Pour élargir à d’autres pans de la création de personnages, je trouve de toute façon que les attentes d’un éventuel lecteur ou lectrice type sur le genre de la fantasy sont intéressantes, justement car elles peuvent être utilisées pour être déjouées. Toujours dans Un long voyage, c’est ce que j’ai tâché de faire dans les premiers chapitres du roman, où l’on suit le narrateur, Liesse, fils de pêcheur devenu orphelin, que les fonctionnaires impériaux susmentionnés prennent sous leur aile et entreprennent d’éduquer. Un lecteur habitué se dira aussitôt : voici le jeune héros à qui va échoir une grande destinée, c’est obligé. Sauf que non. Liesse connaître une destinée de simple secrétaire, d’époux, de père, d’ami. Une destinée, ni grande ni petite, comme chacun de nous.
S’identifier et s’émouvoir
La question de l’identification avec les personnages est compliquée pour les auteurs, je trouve, dans la mesure où c’est une question de réception et non de création, mais qui doit néanmoins être prise en compte dans la création. J’écrivais déjà quand j’étais une adolescente naïve et pleine d’espoir, puis j’ai arrêté pendant très longtemps. Quand j’ai recommencé à écrire de la fantasy, j’étais devenue une femme d’âge mûr et cynique. Ce qui fait que j’ai du mal à mettre en scène des adolescents naïfs et pleins d’espoirs, du moins pas sans faire un certain pas de côté, pas sans les aborder avec une certaine distance, qui peut être tendre ou ironique, mais dans tous les cas je ne me projette pas personnellement dans la fiction comme j’ai pu le faire adolescente, où comme des auteurs et autrices de fanfictions peuvent le faire parfois, avec une grande sincérité. Mes personnages ne sont pas moi-même ; ils peuvent avoir besoin d’une part de moi-même pour être plus réussis, et je la leur cède volontiers, mais ça reste avant tout un acte de création, un peu comme la lettre gravée sur le front du golem.
Et en l’occurrence, je pense qu’un personnage réussi, c’est un personnage qui a besoin de douter, d’évoluer. Qui a besoin de partager ses doutes, ses peurs. Et je pense donc qu’un personnage, pour susciter des émotions, voire de l’identification chez le lecteur, doit être confronté au moins en partie aux mêmes tourments et routines que lui. Pour moi, placer ces personnages dans des contextes socio-économiques comparables aux nôtres en fait partie, c’est ce que j’ai traité dans le point précédent, mais ça ne s’arrête pas là : il y a aussi l’environnement familial, l’environnement amical et amoureux, la façon de penser et d’interagir avec autrui, l’approche de la vie, tout simplement, et la vision du monde.

◆ **Consigne**:
Mettez à jour le passage sur la création de personnages en le recopiant, en commençant à "Et en l’occurrence, je" et en terminant à "vision du monde.", avec "tourments" remplacé par "angoisses".

◆ **Données disponibles**:
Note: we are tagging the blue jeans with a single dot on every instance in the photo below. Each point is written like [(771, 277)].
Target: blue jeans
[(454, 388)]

◆ **Réponse**:
Et en l’occurrence, je pense qu’un personnage réussi, c’est un personnage qui a besoin de douter, d’évoluer. Qui a besoin de partager ses doutes, ses peurs. Et je pense donc qu’un personnage, pour susciter des émotions, voire de l’identification chez le lecteur, doit être confronté au moins en partie aux mêmes angoisses et routines que lui. Pour moi, placer ces personnages dans des contextes socio-économiques comparables aux nôtres en fait partie, c’est ce que j’ai traité dans le point précédent, mais ça ne s’arrête pas là : il y a aussi l’environnement familial, l’environnement amical et amoureux, la façon de penser et d’interagir avec autrui, l’approche de la vie, tout simplement, et la vision du monde.